> **LESETEXT**:
################

Inhaltlich waren die fachlichen Debatten von großer Unsicherheit über die ökonomischen Zusammenhänge geprägt. Nichts scheint mehr voraussehbar zu sein. Mangels Alternativen aber wird weiter unterstellt, dass die Inflationsrate durch die Zinspolitik der Notenbanken gesteuert werden könne. Insbesondere deutsche Medien werden nicht müde, einen direkten Zusammenhang zwischen Leitzinsen und Inflation zu behaupten und weitere Zinserhöhungen zu fordern, ohne die damit verbundenen Risiken auch nur zu erwähnen.
Tatsache ist, dass die Steuerung der Inflation durch die Notenbankpolitik in der Vergangenheit selten funktioniert hat: Vergleicht man zum Beispiel EZB-Leitzinsen und Inflationsraten seit 1999, so ist ein Zusammenhang zwischen den beiden Größen kaum nachzuweisen. Nicht nur, dass der Leitzins bis 2010 stets höher war als die Inflationsrate, seither aber deutlich darunter liegt. Vor allem die Periode nach 2014 belegt, dass Notenbanken kaum etwas tun können, um die Inflation zu steuern: Bei anhaltender Nullzinspolitik stieg die Inflation zunächst leicht an, um ab 2018 wieder in die Nähe von Null abzusacken. Diese kam erst ab 2021 auf Trab (als Folge von wirtschaftlichen und politischen Turbulenzen), während die EZB-Zinsen bis Juni 2022 bei null blieben. Seither wurden sie in raschen Schritten erhöht und liegen derzeit bei vier Prozent. Wie die Notenbanker in Sintra feststellten, hat dies aber bislang kaum Einfluss auf die Inflation gehabt, die im Übrigen nach Aussage von EZB-Chefin Lagarde weder auf höhere Nachfrage noch auf steigende Löhne, sondern überwiegend auf die Preispolitik der Unternehmen und somit auf höhere Profitansprüche zurückzuführen sei.
Jörg Goldberg ist Ökonom und Autor zu den Themen Wirtschafts- und Entwicklungspolitik.

################

> **ZIEL 1**: Worauf führt EZB-Chefin Lagarde dem Text über Leitzinsen und Inflation zufolge die Inflation überwiegend zurück?
> **ZIEL 2**: Setze den Text über Leitzinsen und Inflation an seinem Ende fort.

################

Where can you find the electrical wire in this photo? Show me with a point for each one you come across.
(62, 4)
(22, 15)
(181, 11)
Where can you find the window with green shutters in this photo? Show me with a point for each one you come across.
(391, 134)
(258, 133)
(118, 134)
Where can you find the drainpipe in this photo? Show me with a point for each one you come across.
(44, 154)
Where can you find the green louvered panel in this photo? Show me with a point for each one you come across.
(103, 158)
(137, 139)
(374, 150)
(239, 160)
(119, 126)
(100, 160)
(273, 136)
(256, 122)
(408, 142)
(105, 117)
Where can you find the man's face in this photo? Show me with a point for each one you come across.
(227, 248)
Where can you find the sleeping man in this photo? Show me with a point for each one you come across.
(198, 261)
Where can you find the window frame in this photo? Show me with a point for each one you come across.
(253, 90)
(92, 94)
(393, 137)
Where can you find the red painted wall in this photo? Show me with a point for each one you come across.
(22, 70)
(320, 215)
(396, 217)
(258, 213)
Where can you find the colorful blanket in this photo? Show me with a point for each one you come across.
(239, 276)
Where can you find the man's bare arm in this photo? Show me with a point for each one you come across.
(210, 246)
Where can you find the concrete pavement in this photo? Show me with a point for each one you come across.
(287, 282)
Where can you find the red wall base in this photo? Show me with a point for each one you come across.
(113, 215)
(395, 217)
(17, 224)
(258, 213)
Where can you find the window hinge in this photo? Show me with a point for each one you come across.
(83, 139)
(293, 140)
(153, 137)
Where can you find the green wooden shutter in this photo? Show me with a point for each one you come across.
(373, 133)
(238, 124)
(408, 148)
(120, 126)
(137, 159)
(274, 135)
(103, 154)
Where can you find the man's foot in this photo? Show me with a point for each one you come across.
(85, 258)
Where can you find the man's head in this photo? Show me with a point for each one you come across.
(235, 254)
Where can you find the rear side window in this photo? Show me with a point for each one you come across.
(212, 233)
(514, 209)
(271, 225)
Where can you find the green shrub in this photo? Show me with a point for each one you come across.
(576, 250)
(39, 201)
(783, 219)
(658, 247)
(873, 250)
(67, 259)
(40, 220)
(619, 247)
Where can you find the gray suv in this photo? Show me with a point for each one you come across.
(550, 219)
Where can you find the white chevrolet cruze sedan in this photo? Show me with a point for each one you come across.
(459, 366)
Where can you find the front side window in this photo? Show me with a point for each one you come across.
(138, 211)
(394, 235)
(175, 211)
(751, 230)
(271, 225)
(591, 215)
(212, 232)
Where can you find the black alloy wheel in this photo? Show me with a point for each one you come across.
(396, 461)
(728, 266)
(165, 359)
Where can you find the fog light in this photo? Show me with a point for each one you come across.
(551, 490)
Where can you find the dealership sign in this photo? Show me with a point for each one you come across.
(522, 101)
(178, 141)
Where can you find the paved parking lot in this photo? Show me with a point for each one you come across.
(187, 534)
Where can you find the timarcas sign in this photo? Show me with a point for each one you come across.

################

> **ENDGÜLTIGE ANTWORT 1**: Überwiegend auf die Preispolitik der Unternehmen und damit auf höhere Profitansprüche.

> **ENDGÜLTIGE ANTWORT 2**:
Angesichts der unsicheren Ausgangslage überrascht die Hartnäckigkeit, mit der weitere Zinserhöhungen gefordert und angekündigt werden. Im Kern steht dahinter die alte Erfahrung, dass niedrige Notenbankzinsen wenig wirksam sind, sehr hohe Zinsen aber durchaus: Geldpolitische Lockerungen wirken kaum, wenn es um die Belebung von Konjunkturen und den Kampf gegen Arbeitslosigkeit geht; umgekehrt aber kann zu rigide Geldpolitik dazu führen, Konjunkturen abzuwürgen, Arbeitsplätze zu vernichten und Krisen hervorzurufen.
Genau das steckt hinter den drei »unbequemen Wahrheiten«, die Gita Gopinath, ehemalige Chefökonomin und aktuelle Vize-Direktorin des IMF, in Sintra den versammelten Notenbankern übermittelte: Erstens könne überhaupt nur eine sehr harte und langanhaltende Hochzinspolitik die Inflation senken, was zweitens das Risiko von Finanzkrisen erhöht und drittens dazu führen könnte, dass strukturelle Krisenfaktoren, inklusive Verzögerungen bei der Energiewende, weiter an Gewicht gewinnen. Letzteres aber – und das ist der eigentliche Clou von Gopinaths Ausführungen – könnte sogar neue inflationäre Schocks befördern.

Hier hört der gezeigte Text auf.